**Lesetext:**
Die Moral unparteiisch machen: Eine experimentelle Untersuchung des Schleiers des Nichtwissens
Projektleiter: Pölzler, Thomas
Laufzeit: 05.10.2023 - 04.10.2026
Geldgeber:in: EU (Europäische Kommission)
Drittmittelprojekt (§§ 26-28 UG) (laufend)
Link: https://sites.google.com/view/msca-project-impartial/start
Projektbeschreibung:
Wir leben in einem Zeitalter zunehmender moralischer Uneinigkeit und Polarisierung. Eine mögliche Erklärung für diesen Trend ist Parteilichkeit. Menschen, die auf einer oder beiden Seiten einer umstrittenen sozialen Frage stehen (Abtreibung, COVID-19, Klimawandel usw.), messen den Interessen aller Betroffenen nicht das gleiche oder angemessenes Gewicht bei. Ihre Ansichten beruhen auf Voreingenommenheit oder Vorurteilen. Wege zu finden, Unparteilichkeit zu befördern, könnte daher eine der wichtigsten Herausforderungen sein, vor denen die Menschheit derzeit steht. Mit meinem Projekt möchte ich einen Beitrag zu dieser Herausforderung leisten. Ich werde insbesondere ein bestimmtes Mittel untersuchen, das Philosoph:iinnen zur Förderung unparteiischen Denkens eingesetzt haben, nämlich das so genannte „Schleier des Nichtwissens“ Gedankenexperiment – ein Versuch, von Wissen über das eigene Geschlecht, die Ethnie, das Einkommen und andere moralisch irrelevante Merkmale zu abstrahieren, die Urteile verzerren könnten.

**Gezeigte Einträge:**

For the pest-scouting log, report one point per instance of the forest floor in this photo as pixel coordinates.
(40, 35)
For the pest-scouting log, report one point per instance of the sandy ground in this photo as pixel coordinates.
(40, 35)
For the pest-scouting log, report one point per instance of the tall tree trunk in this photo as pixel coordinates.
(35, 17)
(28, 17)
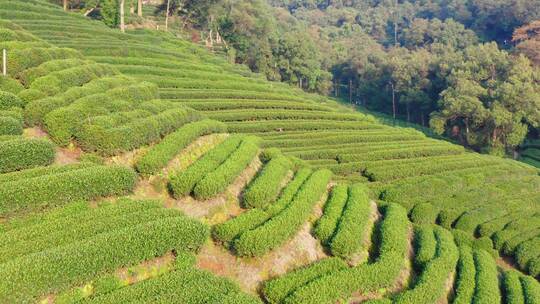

**Aufgaben:**
(1) Schreiben Sie aus dem Lesetext über den Schleier des Nichtwissens den Abschnitt ab, der mit „Die Moral unparteiisch“ beginnt und sich bis einschließlich „26-28 UG) (laufend)“ erstreckt.
(2) Führen Sie die Projektbeschreibung zum Schleier des Nichtwissens im Anschluss an ihren letzten Satz weiter.

**Lösungen:**
(1)
Die Moral unparteiisch machen: Eine experimentelle Untersuchung des Schleiers des Nichtwissens
Projektleiter: Pölzler, Thomas
Laufzeit: 05.10.2023 - 04.10.2026
Geldgeber:in: EU (Europäische Kommission)
Drittmittelprojekt (§§ 26-28 UG) (laufend)

(2)
Die bisherige Forschung hat sich nur auf die tatsächlichen Entscheidungen der Menschen hinter dem Schleier des Nichtwissens konzentriert. In meinem Projekt soll dagegen die methodische Eignung dieses Gedankenexperiments untersucht werden. (1) Wie robust ist der Schleier des Nichtwissens (d. h. inwieweit werden die Urteile, zu denen die Anwender:innen des Gedankenexperiments gelangen, durch irrelevante Faktoren beeinflusst)? (2) Wie effektiv ist der Schleider des Nichtwissens (d. h. inwieweit erfüllt er die Funktion, die er erfüllen sollte)? (3) Was sind die philosophischen Implikationen dieser Ergebnisse?
Der Ansatz, den ich bei der Untersuchung dieser Fragen verwenden werde, ist jener der experimentellen Philosophie. Das heißt, ich werde empirische Studien über die Intuitionen von Menschen durchführen und mich in meiner philosophischen Argumentation auf diese beziehen. Von führenden Expert:innen an den Universitäten Tokio (Auslandsphase), Graz (Rückkehrphase), Oxford (Forschungsaufenthalt) und Auckland (Forschungsaufenthalt) betreut, hat meine Forschung das Potenzial, eine Reihe von Debatten sowohl in der Philosophie als auch in der Psychologie maßgeblich zu beeinflussen – und kann hoffentlich auch einen kleinen Beitrag dazu leisten, die Moral im öffentlichen Diskurs unparteiischer zu machen.